Christ-Sein heißt Befreit-Sein von solchen Fixierungen. Neu beginnen dürfen, auch wenn man verletzt wurde und um diese Verletzung weiß. Die andere Wange hinzuhalten ist nicht nur Passivität, sondern Zeichen und Frage an den Anderen: Soll Gewalt wirklich unsere Beziehung bestimmen? Es bedeutet, neue Lebenszeit zu gewinnen – jenseits von Gewalt, Rache und Gegengewalt. Aussteigen aus toxischen Beziehungen und dem Kreislauf des Bösen.
Aber lässt sich das auch auf Politik und den Krieg zwischen Ländern und Nationen übertragen? Im Ukraine-Krieg war man recht am Anfang schon fast am Ende. Es gab auf beiden Seiten den Willen zum Kompromiss. Dann kam Butscha und der brutale Mord an Hunderten unschuldigen Zivilisten. Auf dieser Basis könne man keinen Frieden schließen, so die Stimmen in der Ukraine, aber auch in der westlichen Welt. Wirklich? Was geschehen ist, ist geschehen, so schlimm es ist. Die Toten, die dann folgen, sind die, die ihr Sterben der Tatsache verdanken, dass es damals keinen Frieden gab. Dass der Hass und der Kreislauf der Gewalt nicht aufgehalten wurden, sondern immer neue Nahrung bekamen, wie ein Feuer, das weiter brennen soll. Ist das wirklich eine bessere Moral als die Friedfertigkeit, die vom Christentum ausgeht – eben genau jenseits der Welt der Moral und der Frage nach einer letzten Gerechtigkeit schon in dieser Welt?

========================================================================

### Aufgaben zum Text
1 – Beantworte diese Fragen zum Text über Gewaltverzicht:
(a) Was ist das Hinhalten der anderen Wange laut Text außer Passivität?
(b) Was gab es im Ukraine-Krieg recht am Anfang auf beiden Seiten?
(c) Womit vergleicht der Text den Hass und den Kreislauf der Gewalt, die immer neue Nahrung bekamen?
2 – Stimmen diese Aussagen mit dem Text über Gewaltverzicht überein? Antworte jeweils mit Ja oder Nein und zitiere die entscheidenden Worte.
(a) Im Ukraine-Krieg war am Anfang nur eine Seite zum Kompromiss bereit.
(b) Nach Butscha hieß es in der Ukraine und in der westlichen Welt, auf dieser Basis könne man keinen Frieden schließen.
(c) Christ-Sein bedeutet, neu beginnen zu dürfen, auch nachdem man verletzt wurde.
3 – Führe den Text über Gewaltverzicht nach seinem letzten Satz weiter.
Die Zeilen haben mit dem Text über Gewaltverzicht nichts zu tun.

Einträge aus einem Datensatz
========================================================================

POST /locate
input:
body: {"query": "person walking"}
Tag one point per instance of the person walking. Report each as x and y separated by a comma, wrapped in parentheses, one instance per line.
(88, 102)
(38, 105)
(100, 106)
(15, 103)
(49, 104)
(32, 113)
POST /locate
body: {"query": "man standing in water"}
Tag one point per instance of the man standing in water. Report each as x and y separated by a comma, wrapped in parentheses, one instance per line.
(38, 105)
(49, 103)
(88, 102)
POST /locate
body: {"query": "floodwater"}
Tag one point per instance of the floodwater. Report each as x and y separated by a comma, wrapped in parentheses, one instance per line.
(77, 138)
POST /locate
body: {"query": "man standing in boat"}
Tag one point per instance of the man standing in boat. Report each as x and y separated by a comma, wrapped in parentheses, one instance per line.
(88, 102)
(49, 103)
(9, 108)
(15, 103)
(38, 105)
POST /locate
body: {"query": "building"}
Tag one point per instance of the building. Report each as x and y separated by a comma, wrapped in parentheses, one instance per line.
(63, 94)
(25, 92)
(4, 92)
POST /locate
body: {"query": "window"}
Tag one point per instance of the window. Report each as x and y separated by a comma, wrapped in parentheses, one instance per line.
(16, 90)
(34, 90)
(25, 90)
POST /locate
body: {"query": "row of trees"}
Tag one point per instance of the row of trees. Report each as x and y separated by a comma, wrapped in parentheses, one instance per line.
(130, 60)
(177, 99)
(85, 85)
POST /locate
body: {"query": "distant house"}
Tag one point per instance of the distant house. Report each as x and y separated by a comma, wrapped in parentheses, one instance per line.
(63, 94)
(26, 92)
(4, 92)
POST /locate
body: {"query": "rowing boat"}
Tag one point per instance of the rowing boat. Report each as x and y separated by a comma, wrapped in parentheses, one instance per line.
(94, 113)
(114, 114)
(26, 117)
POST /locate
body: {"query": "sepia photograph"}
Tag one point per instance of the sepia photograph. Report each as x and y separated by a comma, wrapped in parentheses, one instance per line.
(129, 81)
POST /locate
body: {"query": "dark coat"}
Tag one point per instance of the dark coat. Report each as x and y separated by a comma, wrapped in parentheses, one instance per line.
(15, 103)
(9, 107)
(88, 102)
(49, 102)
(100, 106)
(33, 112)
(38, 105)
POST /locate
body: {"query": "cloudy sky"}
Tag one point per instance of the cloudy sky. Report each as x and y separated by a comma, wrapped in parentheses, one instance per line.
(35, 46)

========================================================================

### Lösungen
1 –
(a) Ein Zeichen und eine Frage an den Anderen.
(b) Den Willen zum Kompromiss.
(c) Mit einem Feuer, das weiter brennen soll.

2 –
(a) Nein: „Es gab auf beiden Seiten den Willen zum Kompromiss.“
(b) Ja: „Auf dieser Basis könne man keinen Frieden schließen, so die Stimmen in der Ukraine, aber auch in der westlichen Welt.“
(c) Ja: „Neu beginnen dürfen, auch wenn man verletzt wurde und um diese Verletzung weiß.“

3 –
Die Putins, Selenskyjs, Netanjahus dieser Welt und die namenlosen Terroristen der Hamas leben den zynischen Gegenentwurf zur Heilsbotschaft des Christentums. Sie sind unterwegs in eigener Mission, die sie geschickt mit dem Interesse ihres Landes verkleiden. Sie sprechen primär die Sprache der Gewalt und werden gewählt – wo sie überhaupt gewählt werden – von denen, die Angst haben und meinen, nur ein vorgeblicher starker Führer, der aus der Gewalt lebt oder Gewalt mit Gewalt beantwortet, kann ihnen Sicherheit bieten.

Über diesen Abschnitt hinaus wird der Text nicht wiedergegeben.